VORLIEGENDER TEXT -
***
# wie kann man Mündungsfeuer erstellen



## Triple-xXx (2. Mai 2004)

Hallo Leute,

ich hab einen Film indem ich gerne Mündungsfeuer von Waffen einbauen würde!
Leider kenn ich mich nicht mit After Effekts aus! Kann man das auch irgendwie in Photoshop machen? Oder ist das in AE gar nicht so schwer?

danke für eure Hilfe!


----------



## The-God (2. Mai 2004)

Google mal nach DigiEffects die haben so Plugin Packete und in einem da bin ich mir ganz sicher gibt es ein Plugin für Mündungsfeuer.

Gruß


----------



## DaHoschi (3. Mai 2004)

nur ein Wort ``AlamDV``



bitte


----------



## gernegut (3. Mai 2004)

Hallo,

realistisch mit Alpha:

http://www.artbeats.com/prod/product.php?pg=1&id=165 und Folgende.

Ciao

PS: Kostet aber.


----------



## Triple-xXx (4. Mai 2004)

Gut AlarmDV hab ich schon ein paar mal gehört!
Nur mein Projekt ist in Premiere6.5 bearbeitet und praktisch komplett fertig.

Gut hab nun einige Mündungsfeuer Videos gefunden!
---

Die tu ich dann am besten im Alphakanal einfügen?!. Nur wie kann ich dann die Explosion genau dahin *schieben*  wo mein Kumpel im Film(,das  Mündungsfeuer soll direkt aus der Waffe kommen und nicht einfach irgendwo) die Waffe abfeuert? Hat da jemand eine Idee


----------



## derfabse (7. Mai 2004)
***
EINGABEDATENSÄTZE -
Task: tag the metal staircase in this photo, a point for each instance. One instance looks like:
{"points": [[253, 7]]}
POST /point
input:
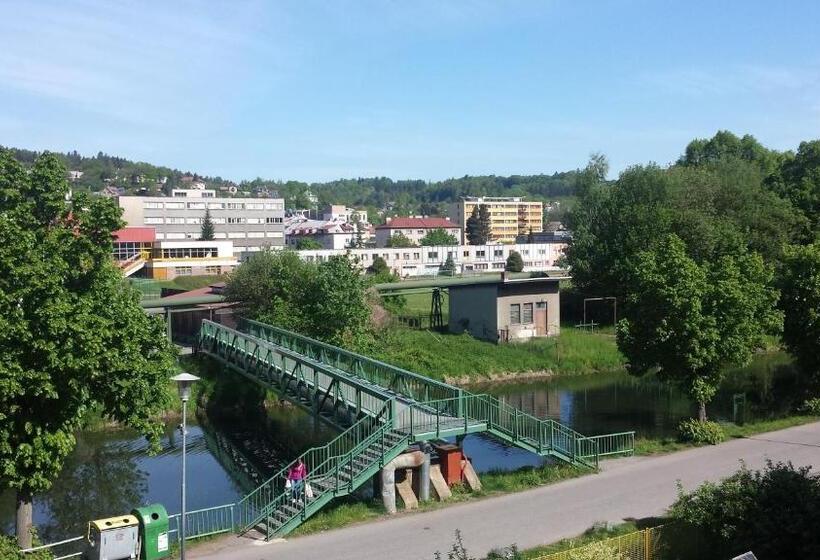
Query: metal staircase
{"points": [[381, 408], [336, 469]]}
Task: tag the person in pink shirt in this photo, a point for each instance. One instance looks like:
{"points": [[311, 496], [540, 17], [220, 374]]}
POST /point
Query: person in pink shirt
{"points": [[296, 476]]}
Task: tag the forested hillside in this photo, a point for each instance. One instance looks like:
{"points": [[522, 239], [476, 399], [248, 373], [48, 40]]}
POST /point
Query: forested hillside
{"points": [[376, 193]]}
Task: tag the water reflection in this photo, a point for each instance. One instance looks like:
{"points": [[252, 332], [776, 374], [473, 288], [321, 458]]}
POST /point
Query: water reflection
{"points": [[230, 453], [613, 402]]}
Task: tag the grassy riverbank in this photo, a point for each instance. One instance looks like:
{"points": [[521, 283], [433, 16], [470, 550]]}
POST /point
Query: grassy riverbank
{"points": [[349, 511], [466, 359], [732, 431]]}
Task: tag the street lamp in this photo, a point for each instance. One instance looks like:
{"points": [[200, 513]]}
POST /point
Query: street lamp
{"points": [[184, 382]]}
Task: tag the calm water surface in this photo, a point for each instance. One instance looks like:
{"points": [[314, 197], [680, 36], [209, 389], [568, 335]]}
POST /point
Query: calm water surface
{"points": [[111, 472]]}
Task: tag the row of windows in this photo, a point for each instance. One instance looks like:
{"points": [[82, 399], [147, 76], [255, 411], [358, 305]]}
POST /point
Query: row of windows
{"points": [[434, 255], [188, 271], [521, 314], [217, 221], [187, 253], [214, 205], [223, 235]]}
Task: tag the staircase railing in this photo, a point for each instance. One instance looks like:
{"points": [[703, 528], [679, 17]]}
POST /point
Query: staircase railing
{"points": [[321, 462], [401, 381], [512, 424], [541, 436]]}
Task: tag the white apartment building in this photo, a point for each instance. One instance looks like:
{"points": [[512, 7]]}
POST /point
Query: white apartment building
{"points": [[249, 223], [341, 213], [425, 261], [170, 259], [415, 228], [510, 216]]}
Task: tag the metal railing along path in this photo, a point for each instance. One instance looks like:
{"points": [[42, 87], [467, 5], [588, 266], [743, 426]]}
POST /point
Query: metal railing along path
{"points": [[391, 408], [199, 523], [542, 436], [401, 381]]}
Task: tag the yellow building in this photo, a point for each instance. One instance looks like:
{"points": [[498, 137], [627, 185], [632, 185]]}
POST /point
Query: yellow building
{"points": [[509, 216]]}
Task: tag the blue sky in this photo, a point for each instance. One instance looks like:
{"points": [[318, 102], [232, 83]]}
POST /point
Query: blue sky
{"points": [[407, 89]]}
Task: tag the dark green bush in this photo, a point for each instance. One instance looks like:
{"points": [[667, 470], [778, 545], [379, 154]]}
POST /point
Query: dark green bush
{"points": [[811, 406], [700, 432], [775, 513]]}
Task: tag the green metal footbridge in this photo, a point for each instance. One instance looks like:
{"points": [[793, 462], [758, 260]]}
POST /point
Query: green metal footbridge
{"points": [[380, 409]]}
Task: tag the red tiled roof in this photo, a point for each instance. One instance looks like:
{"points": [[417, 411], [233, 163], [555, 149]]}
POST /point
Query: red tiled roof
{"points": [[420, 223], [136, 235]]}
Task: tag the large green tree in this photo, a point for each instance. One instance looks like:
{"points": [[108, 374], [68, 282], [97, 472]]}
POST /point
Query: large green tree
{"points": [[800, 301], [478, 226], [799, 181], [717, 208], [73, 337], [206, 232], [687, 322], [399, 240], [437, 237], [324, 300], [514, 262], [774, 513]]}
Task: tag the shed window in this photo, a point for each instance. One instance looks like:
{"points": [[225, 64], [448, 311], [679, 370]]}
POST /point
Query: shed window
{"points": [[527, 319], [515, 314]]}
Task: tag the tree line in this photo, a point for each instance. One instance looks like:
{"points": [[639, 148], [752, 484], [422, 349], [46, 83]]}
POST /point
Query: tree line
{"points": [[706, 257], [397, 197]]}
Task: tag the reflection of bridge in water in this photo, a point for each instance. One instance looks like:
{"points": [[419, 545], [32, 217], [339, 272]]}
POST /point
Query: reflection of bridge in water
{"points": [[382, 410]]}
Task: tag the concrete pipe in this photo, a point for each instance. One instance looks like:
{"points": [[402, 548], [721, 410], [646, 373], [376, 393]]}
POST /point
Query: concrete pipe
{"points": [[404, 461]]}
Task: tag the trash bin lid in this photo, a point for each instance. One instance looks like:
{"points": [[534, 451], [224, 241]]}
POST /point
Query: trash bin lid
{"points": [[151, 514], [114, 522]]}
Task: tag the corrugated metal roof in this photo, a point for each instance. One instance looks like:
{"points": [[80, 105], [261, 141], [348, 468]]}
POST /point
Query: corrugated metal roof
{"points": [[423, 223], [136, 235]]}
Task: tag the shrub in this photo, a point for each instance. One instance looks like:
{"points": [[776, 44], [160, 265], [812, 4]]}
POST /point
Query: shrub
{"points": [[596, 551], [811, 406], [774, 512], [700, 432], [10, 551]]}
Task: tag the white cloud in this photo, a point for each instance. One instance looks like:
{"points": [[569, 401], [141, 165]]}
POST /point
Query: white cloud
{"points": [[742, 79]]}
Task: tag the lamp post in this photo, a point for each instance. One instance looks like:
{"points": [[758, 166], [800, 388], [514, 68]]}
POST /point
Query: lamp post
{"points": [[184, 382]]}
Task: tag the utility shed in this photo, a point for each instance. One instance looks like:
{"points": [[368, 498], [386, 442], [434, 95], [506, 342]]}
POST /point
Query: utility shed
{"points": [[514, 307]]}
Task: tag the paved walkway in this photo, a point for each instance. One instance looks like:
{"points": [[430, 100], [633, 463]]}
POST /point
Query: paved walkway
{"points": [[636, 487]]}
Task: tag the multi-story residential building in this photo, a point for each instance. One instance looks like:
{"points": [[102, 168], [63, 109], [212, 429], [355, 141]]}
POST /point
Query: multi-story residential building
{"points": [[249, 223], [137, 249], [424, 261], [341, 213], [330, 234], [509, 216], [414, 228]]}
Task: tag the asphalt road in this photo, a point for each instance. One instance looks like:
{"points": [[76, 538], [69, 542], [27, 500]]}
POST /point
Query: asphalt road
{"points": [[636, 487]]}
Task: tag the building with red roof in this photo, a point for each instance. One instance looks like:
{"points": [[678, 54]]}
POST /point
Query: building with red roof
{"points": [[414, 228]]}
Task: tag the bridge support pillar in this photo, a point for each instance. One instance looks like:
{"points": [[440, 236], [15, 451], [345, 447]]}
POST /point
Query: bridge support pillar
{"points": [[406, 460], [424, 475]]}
***
AUFGABENLISTE -
**a)** Entscheide für jede der folgenden Aussagen, ob sie mit dem Thread über Mündungsfeuer übereinstimmt, und belege jedes Urteil mit einem wörtlichen Zitat: (i) The-God rät, nach DigiEffects zu suchen. (ii) Laut gernegut ist das verlinkte Material kostenlos. (iii) Triple-xXx hat das Projekt in Premiere 6.5 bearbeitet.
**b)** Gib bitte aus den Datensätzen die Zeilen wörtlich wieder, beginnend mit der Zeile, die „Task: tag the building“ enthält, bis einschließlich der letzten Zeile der Datensätze.

LÖSUNGEN -
**a)**
(i) Ja: „Google mal nach DigiEffects“
(ii) Nein: „PS: Kostet aber.“
(iii) Ja: „mein Projekt ist in Premiere6.5 bearbeitet“

**b)**
Task: tag the building with red roof in this photo, a point for each instance. One instance looks like:
{"points": [[678, 54]]}
POST /point
Query: building with red roof
{"points": [[414, 228]]}
Task: tag the bridge support pillar in this photo, a point for each instance. One instance looks like:
{"points": [[440, 236], [15, 451], [345, 447]]}
POST /point
Query: bridge support pillar
{"points": [[406, 460], [424, 475]]}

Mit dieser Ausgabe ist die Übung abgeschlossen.